(What you need to do) A verbatim copy of each record is required.

(Supplied records)
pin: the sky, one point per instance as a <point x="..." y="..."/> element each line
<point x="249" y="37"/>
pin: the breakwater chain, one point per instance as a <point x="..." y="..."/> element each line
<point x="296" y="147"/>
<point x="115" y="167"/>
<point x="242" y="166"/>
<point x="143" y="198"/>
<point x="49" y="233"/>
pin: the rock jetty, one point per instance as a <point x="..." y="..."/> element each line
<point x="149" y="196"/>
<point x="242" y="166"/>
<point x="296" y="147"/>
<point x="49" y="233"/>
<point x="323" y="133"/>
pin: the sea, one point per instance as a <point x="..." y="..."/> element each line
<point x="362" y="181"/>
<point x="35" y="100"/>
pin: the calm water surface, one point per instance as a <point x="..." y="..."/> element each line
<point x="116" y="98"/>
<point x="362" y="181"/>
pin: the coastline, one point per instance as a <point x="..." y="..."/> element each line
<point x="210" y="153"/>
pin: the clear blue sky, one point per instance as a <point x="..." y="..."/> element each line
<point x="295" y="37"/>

(Solved exercise)
pin: the sky, one point per instance as a <point x="..." y="..."/> element each line
<point x="249" y="37"/>
pin: the breakwater chain, one point per instance as a <point x="..." y="..."/> element each line
<point x="296" y="147"/>
<point x="115" y="167"/>
<point x="242" y="166"/>
<point x="143" y="198"/>
<point x="49" y="233"/>
pin: the rock jetty, one point per instance as a <point x="..." y="..."/> element each line
<point x="149" y="196"/>
<point x="242" y="166"/>
<point x="296" y="147"/>
<point x="49" y="233"/>
<point x="323" y="133"/>
pin: the sea, one point per instance as a <point x="..." y="..."/> element each line
<point x="362" y="181"/>
<point x="35" y="100"/>
pin: the calm water surface, one point per instance as a <point x="..." y="..."/> element each line
<point x="116" y="98"/>
<point x="362" y="181"/>
pin: the coastline, one point per instance as a <point x="..." y="..."/> element each line
<point x="210" y="153"/>
pin: the clear blue sky, one point per instance as a <point x="..." y="..."/> element each line
<point x="295" y="37"/>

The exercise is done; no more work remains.